*** TEXTAUSSCHNITT

Wie andere hochkarätige Insassen war Capone in dem Teil des Gefängnisses untergebracht, der den Spitznamen „Park Avenue“trug. Ob letztlich tatsächlich diese Zelle oder die nebenan den Gangsterboss beherbergte, ist unklar. Die Einrichtung jedenfalls wurde anhand einer Fotografie und eines Zeitungsberichts rekonstruiert.
„142 Jahre lang war das Gefängnis im Einsatz“, berichtet Tom DiFilippo, der durch das Gefängnis führt. Als es 1829 den Betrieb aufnahm war es das modernste der Welt. Es hatte fließend Wasser zu einem Zeitpunkt, als es das noch nicht einmal im Weißen Haus gab.
Trotzdem kam es immer wieder zu Ausbruchsversuchen aus diesem einst besten Gefängnis der Welt. „Clarance Klinedinst hat mit seinem Zellengenosse William Russel etwa ein Jahr lang einen Tunnel gegraben“, erzählt DiFilippo. Zehn weitere Insassen folgten den Männern aus Zelle 68 auf dem Weg in die kurze Freiheit. Früher oder später wurden alle wieder geschnappt. Auf dem Weg durch die strahlenförmig angeordneten Zellentrakte erzählt DiFilippo von der Architektur, Filmproduktionen, inhaftierten Kindern, Insassen in Einzelhaft und Veränderungen im Strafvollzug.

******

ZU BEARBEITEN
(1) Woran macht der Textausschnitt fest, dass das Gefängnis bei seiner Eröffnung 1829 das modernste der Welt war? Antworte in ein bis drei Sätzen.
(2) Nenne alle Themen, von denen Tom DiFilippo laut dem Textausschnitt auf dem Weg durch die Zellentrakte erzählt.
Diese Daten stammen aus einer anderen Quelle als der Textausschnitt.

*** BEREITGESTELLTE DATEN

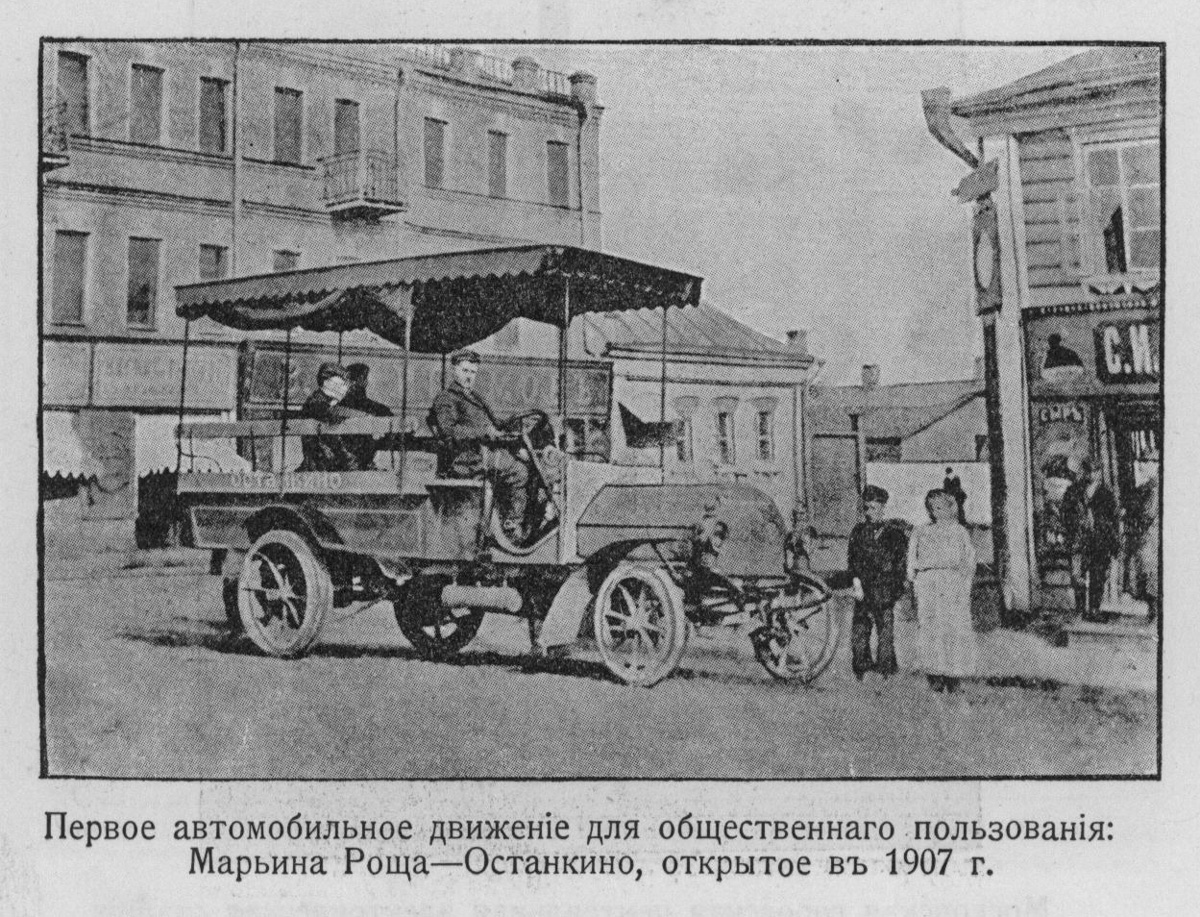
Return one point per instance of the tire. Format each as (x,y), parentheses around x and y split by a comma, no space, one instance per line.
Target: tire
(639,622)
(435,630)
(814,636)
(283,594)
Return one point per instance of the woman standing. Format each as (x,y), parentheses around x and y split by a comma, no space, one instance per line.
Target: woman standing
(941,564)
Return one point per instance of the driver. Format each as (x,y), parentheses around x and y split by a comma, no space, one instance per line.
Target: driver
(465,423)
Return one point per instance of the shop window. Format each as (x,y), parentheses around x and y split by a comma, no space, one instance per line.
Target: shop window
(73,91)
(214,262)
(145,105)
(288,125)
(214,119)
(70,276)
(684,445)
(726,438)
(435,153)
(346,127)
(142,295)
(1125,193)
(497,163)
(558,173)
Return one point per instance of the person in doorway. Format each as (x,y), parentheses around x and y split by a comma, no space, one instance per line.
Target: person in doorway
(322,451)
(465,423)
(941,567)
(1093,537)
(876,563)
(953,485)
(363,447)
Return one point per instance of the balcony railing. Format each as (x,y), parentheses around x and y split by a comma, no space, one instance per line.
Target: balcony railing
(55,147)
(363,185)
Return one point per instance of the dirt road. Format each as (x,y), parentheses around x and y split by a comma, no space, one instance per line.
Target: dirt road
(143,681)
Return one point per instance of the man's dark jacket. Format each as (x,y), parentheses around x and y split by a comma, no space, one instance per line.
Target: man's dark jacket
(1098,535)
(879,557)
(462,420)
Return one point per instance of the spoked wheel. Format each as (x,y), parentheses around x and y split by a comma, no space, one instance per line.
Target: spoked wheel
(640,624)
(435,630)
(283,594)
(803,637)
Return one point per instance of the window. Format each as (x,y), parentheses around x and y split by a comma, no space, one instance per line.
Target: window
(145,105)
(73,91)
(766,436)
(1123,183)
(726,438)
(214,262)
(558,173)
(684,450)
(435,153)
(143,289)
(346,126)
(288,125)
(497,163)
(214,121)
(70,276)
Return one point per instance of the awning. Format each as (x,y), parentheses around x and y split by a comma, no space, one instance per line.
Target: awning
(457,298)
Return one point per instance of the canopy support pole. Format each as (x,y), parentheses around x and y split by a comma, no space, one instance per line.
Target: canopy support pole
(183,397)
(663,396)
(403,390)
(283,419)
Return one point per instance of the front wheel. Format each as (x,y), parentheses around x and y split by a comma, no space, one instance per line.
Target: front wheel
(283,594)
(640,624)
(804,636)
(435,630)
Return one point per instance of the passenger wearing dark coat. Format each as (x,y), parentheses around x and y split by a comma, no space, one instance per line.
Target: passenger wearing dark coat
(1093,538)
(465,423)
(879,553)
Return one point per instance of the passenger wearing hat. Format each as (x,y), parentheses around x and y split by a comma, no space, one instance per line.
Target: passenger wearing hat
(325,453)
(879,552)
(465,423)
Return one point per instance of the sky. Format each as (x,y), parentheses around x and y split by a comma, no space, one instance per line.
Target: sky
(802,184)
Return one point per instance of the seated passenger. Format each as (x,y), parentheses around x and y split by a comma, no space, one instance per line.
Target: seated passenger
(322,451)
(465,423)
(364,447)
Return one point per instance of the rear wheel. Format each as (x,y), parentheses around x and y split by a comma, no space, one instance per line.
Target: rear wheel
(640,624)
(435,630)
(283,593)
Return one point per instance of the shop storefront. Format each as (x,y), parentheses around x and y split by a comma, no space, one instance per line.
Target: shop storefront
(1095,383)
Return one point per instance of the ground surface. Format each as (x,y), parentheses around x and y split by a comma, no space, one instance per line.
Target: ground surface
(142,679)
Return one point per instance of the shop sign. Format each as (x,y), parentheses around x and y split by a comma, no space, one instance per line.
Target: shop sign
(1127,352)
(148,376)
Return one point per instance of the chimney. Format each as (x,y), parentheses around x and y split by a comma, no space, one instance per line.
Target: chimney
(525,73)
(798,340)
(583,87)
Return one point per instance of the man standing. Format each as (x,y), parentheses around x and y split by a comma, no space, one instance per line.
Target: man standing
(324,453)
(879,552)
(1093,538)
(363,447)
(465,423)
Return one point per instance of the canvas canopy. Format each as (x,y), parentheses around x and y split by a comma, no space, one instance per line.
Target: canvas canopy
(456,298)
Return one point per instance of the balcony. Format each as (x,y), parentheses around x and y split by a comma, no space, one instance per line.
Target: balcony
(55,148)
(361,186)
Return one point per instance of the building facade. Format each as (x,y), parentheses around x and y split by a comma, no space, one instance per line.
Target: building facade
(173,162)
(1068,239)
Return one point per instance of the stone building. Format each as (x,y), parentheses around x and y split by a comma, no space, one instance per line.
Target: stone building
(173,162)
(1068,238)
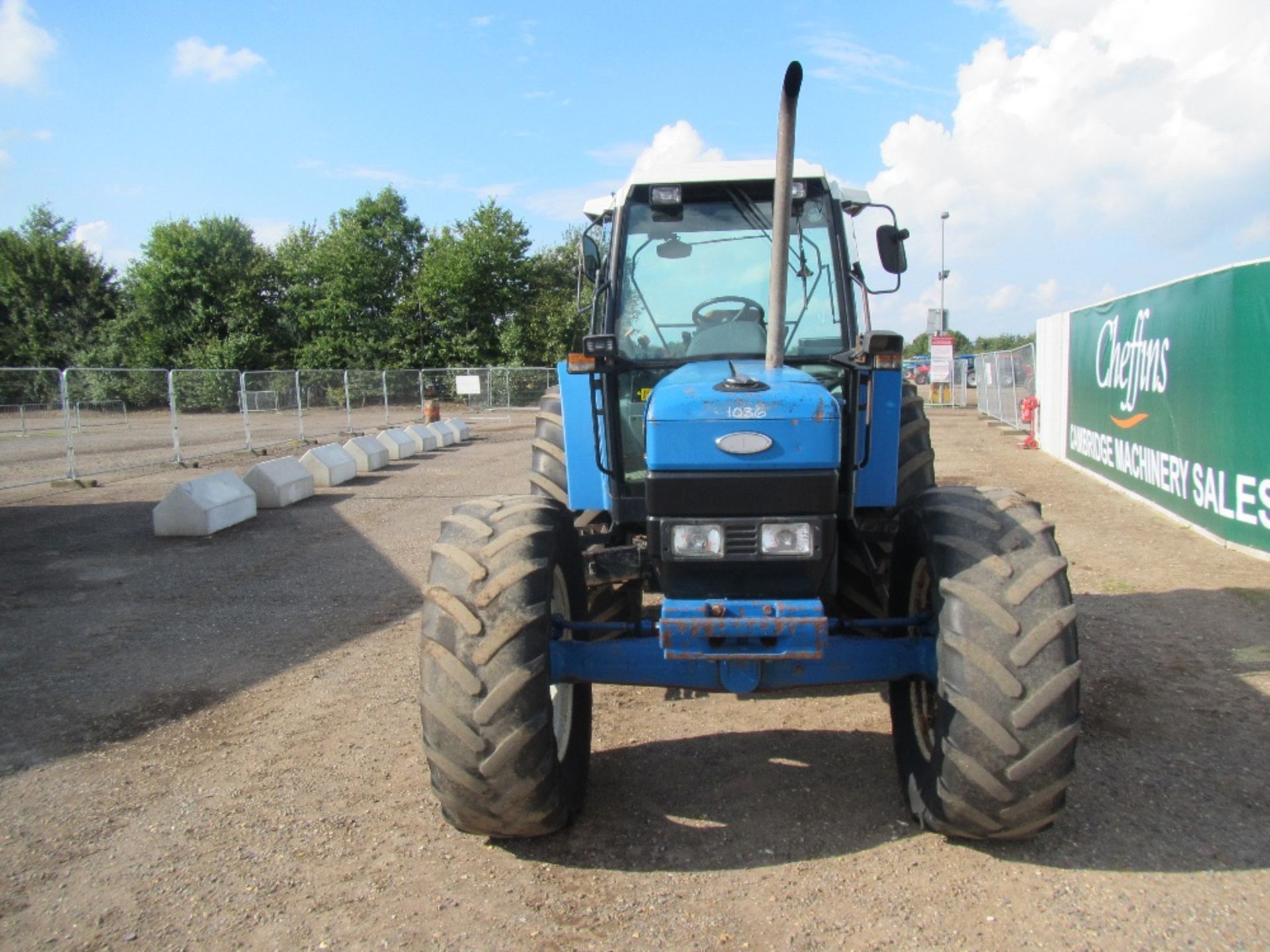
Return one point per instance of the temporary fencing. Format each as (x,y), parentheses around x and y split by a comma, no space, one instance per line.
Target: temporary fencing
(1005,379)
(91,420)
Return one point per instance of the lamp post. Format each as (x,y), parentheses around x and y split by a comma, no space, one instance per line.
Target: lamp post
(944,273)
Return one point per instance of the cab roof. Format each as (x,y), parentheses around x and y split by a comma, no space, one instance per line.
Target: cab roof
(745,171)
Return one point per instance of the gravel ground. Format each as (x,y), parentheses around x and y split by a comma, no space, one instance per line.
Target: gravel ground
(214,743)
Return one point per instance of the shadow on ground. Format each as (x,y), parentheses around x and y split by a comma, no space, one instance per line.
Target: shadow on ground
(1173,767)
(110,631)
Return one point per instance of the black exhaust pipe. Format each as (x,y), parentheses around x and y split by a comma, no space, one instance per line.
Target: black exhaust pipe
(783,201)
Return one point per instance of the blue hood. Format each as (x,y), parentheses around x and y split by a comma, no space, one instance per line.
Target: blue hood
(687,413)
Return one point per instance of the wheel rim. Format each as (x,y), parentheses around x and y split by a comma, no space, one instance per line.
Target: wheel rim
(562,695)
(922,696)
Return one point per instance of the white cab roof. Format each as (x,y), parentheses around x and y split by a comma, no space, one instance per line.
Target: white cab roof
(746,171)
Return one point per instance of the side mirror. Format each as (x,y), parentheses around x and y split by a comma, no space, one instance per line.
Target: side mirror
(890,248)
(589,258)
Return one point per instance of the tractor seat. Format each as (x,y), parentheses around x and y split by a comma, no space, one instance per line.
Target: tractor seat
(730,338)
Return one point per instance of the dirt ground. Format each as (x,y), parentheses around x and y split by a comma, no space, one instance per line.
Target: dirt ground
(215,743)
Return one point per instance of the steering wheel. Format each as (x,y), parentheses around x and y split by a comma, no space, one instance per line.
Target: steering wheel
(749,309)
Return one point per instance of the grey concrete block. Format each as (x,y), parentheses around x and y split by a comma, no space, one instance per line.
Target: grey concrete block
(368,452)
(461,428)
(444,436)
(399,444)
(329,465)
(205,506)
(280,483)
(425,440)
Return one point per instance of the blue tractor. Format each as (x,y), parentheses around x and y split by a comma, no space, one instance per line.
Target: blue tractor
(736,438)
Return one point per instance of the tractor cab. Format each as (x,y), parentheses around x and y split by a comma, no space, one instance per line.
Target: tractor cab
(687,282)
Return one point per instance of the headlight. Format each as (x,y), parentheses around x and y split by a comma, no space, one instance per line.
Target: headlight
(792,539)
(700,541)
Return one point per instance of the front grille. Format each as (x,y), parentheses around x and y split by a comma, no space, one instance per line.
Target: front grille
(741,539)
(706,495)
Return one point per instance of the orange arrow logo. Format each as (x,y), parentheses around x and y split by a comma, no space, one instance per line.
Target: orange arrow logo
(1129,423)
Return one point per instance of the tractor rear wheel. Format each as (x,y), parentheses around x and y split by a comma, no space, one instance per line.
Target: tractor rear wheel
(990,749)
(508,750)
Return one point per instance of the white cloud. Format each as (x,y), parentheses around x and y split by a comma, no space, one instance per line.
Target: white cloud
(194,58)
(98,238)
(270,231)
(92,234)
(1124,139)
(497,190)
(23,45)
(675,145)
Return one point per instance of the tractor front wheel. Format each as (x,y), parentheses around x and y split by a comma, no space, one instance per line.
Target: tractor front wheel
(988,750)
(507,749)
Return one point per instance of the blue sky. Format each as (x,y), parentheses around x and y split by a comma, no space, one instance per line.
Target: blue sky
(1082,147)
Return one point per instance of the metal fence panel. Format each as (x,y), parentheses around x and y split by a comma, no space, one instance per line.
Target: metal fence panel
(88,420)
(121,419)
(366,400)
(272,403)
(32,427)
(520,387)
(446,383)
(404,391)
(323,404)
(207,413)
(1005,379)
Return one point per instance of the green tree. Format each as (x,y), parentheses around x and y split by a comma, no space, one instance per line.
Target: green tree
(202,295)
(474,281)
(55,295)
(1003,342)
(347,291)
(548,325)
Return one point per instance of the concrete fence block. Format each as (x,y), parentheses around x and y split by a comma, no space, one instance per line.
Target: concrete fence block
(329,465)
(399,444)
(368,452)
(205,506)
(280,483)
(425,440)
(460,427)
(444,436)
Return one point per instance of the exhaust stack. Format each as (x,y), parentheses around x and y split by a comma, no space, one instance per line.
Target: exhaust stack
(781,205)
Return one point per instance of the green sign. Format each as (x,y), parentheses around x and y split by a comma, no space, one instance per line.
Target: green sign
(1170,397)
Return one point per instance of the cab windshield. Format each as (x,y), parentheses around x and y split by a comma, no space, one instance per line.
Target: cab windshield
(697,276)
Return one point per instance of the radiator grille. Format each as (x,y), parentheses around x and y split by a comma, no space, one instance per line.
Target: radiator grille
(741,539)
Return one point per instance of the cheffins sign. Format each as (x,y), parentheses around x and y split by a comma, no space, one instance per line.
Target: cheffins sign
(1169,399)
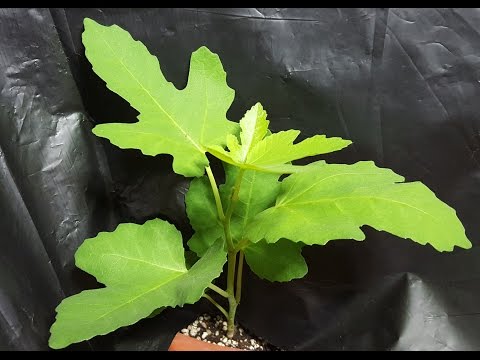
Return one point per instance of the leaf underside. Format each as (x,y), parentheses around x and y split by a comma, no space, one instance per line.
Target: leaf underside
(333,201)
(143,268)
(171,121)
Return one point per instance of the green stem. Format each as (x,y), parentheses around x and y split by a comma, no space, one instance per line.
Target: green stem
(216,194)
(230,208)
(218,306)
(232,303)
(218,290)
(238,293)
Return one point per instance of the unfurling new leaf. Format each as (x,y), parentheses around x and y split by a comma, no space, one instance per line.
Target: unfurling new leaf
(271,153)
(144,267)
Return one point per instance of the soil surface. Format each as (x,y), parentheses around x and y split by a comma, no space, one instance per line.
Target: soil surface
(213,329)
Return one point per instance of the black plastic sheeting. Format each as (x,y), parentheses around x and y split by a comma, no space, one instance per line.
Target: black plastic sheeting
(402,84)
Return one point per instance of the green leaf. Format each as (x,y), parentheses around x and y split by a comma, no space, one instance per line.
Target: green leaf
(171,121)
(281,261)
(272,153)
(143,268)
(333,201)
(258,192)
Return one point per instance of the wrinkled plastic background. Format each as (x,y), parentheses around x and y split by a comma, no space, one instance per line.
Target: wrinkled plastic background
(403,84)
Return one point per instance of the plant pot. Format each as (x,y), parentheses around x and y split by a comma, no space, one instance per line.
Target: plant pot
(183,342)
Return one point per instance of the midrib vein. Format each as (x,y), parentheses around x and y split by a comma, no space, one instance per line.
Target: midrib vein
(139,296)
(143,261)
(355,197)
(151,97)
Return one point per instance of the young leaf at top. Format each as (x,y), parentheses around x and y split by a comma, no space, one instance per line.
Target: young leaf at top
(274,152)
(171,121)
(333,201)
(281,261)
(143,268)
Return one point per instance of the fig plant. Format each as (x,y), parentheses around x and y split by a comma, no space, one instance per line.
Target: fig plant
(253,217)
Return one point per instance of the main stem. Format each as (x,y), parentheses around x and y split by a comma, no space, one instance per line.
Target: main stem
(232,295)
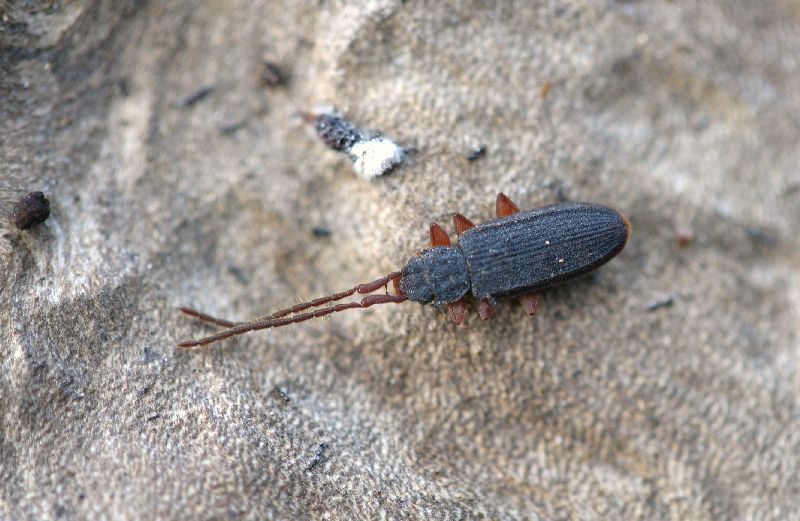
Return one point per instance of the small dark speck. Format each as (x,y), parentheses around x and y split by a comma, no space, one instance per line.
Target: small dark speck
(760,237)
(476,153)
(124,87)
(32,209)
(792,189)
(319,456)
(561,193)
(229,130)
(198,95)
(321,231)
(237,273)
(662,302)
(271,75)
(280,394)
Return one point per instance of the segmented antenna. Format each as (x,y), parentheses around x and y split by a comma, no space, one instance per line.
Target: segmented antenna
(292,315)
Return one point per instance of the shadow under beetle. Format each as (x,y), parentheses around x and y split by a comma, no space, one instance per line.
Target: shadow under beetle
(517,254)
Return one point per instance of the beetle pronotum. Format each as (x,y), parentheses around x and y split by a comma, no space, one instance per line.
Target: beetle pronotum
(516,254)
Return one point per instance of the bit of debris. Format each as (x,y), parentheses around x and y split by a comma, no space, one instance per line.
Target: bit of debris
(318,456)
(33,208)
(271,75)
(279,394)
(684,237)
(321,231)
(663,302)
(191,99)
(372,154)
(545,88)
(124,86)
(232,128)
(476,153)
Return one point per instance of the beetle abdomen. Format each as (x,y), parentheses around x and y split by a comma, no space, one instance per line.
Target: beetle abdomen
(532,250)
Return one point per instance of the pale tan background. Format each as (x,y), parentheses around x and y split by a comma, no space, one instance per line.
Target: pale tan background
(681,114)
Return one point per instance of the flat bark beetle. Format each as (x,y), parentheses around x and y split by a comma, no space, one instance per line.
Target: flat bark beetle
(515,255)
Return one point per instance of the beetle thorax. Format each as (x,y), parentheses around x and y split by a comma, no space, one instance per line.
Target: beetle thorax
(437,275)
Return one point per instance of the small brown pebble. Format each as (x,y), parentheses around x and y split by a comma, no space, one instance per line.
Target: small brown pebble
(476,153)
(271,75)
(32,209)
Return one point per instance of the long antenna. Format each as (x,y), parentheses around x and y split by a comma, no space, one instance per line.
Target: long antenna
(280,318)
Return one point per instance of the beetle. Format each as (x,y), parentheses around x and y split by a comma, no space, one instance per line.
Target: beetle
(517,254)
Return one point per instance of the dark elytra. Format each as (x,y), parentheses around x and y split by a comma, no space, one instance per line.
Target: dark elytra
(517,254)
(520,253)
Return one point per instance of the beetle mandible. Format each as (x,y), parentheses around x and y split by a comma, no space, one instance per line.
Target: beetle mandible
(516,254)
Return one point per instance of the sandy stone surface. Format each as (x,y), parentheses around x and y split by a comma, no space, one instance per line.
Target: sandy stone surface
(606,405)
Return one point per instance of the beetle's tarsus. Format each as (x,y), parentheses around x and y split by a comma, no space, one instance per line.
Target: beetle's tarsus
(461,223)
(505,206)
(457,311)
(486,308)
(439,237)
(530,303)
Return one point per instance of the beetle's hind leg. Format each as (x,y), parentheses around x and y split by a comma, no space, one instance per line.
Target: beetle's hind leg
(530,303)
(504,206)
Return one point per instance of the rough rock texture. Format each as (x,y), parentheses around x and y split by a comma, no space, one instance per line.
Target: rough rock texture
(683,114)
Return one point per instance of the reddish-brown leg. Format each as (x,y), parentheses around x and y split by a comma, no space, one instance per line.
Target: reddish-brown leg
(486,308)
(504,206)
(457,311)
(439,237)
(530,302)
(461,223)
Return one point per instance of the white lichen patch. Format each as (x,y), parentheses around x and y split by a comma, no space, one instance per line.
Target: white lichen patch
(372,153)
(376,156)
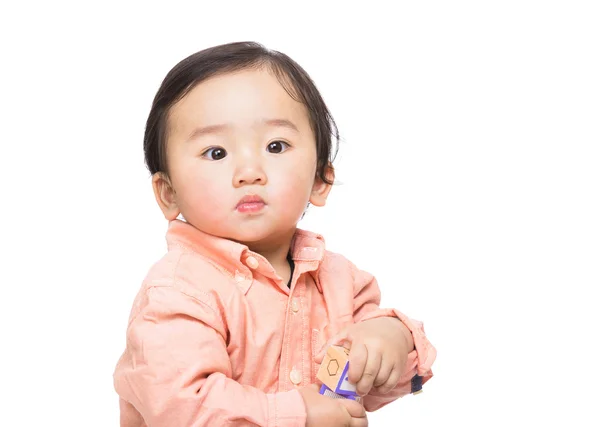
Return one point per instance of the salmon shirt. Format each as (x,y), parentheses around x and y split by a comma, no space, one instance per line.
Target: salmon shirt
(216,338)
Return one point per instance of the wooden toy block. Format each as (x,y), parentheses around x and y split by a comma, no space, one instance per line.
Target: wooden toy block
(333,372)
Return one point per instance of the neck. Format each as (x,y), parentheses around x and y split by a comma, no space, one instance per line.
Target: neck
(276,251)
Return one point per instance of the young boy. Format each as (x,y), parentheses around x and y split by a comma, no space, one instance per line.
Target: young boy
(231,324)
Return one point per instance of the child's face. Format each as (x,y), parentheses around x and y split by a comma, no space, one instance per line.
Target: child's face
(221,147)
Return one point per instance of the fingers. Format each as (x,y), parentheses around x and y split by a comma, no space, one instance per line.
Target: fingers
(355,409)
(392,381)
(337,339)
(370,371)
(358,361)
(387,365)
(359,422)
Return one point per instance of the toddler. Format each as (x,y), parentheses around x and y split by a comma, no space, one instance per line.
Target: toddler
(230,326)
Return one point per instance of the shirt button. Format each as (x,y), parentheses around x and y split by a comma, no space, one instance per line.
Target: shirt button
(295,377)
(252,262)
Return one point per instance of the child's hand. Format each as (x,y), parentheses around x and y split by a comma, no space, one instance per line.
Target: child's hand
(378,351)
(324,411)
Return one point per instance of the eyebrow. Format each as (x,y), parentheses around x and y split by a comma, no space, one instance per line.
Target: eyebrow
(215,129)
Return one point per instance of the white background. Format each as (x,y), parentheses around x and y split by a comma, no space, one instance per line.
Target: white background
(469,185)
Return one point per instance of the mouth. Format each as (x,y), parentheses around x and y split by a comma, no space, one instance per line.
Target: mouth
(250,204)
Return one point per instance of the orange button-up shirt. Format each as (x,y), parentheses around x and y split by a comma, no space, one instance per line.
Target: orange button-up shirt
(215,337)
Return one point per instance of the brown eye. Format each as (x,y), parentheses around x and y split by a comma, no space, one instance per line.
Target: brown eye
(215,153)
(277,147)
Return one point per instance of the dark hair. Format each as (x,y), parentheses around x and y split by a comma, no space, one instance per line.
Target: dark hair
(229,58)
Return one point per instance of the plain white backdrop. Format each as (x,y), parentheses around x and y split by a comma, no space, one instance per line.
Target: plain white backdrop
(469,185)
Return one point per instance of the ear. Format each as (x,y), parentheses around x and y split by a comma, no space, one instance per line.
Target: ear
(165,195)
(321,189)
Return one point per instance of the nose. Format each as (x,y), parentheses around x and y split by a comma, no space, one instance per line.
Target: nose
(249,172)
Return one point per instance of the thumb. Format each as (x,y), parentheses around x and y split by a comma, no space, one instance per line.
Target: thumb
(340,338)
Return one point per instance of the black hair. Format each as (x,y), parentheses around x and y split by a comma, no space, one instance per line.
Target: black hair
(231,57)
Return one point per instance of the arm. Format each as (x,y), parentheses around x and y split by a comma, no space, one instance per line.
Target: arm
(421,355)
(176,370)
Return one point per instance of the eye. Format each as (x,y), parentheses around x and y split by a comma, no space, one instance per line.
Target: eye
(277,147)
(215,153)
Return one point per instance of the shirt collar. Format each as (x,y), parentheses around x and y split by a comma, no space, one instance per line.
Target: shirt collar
(238,261)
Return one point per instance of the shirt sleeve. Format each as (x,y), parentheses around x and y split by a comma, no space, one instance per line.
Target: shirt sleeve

******

LÖSUNGEN
(1) Das Gefängnis hatte fließendes Wasser. Das gab es damals noch nicht einmal im Weißen Haus.

(2)
- Architektur
- Filmproduktionen
- inhaftierte Kinder
- Insassen in Einzelhaft
- Veränderungen im Strafvollzug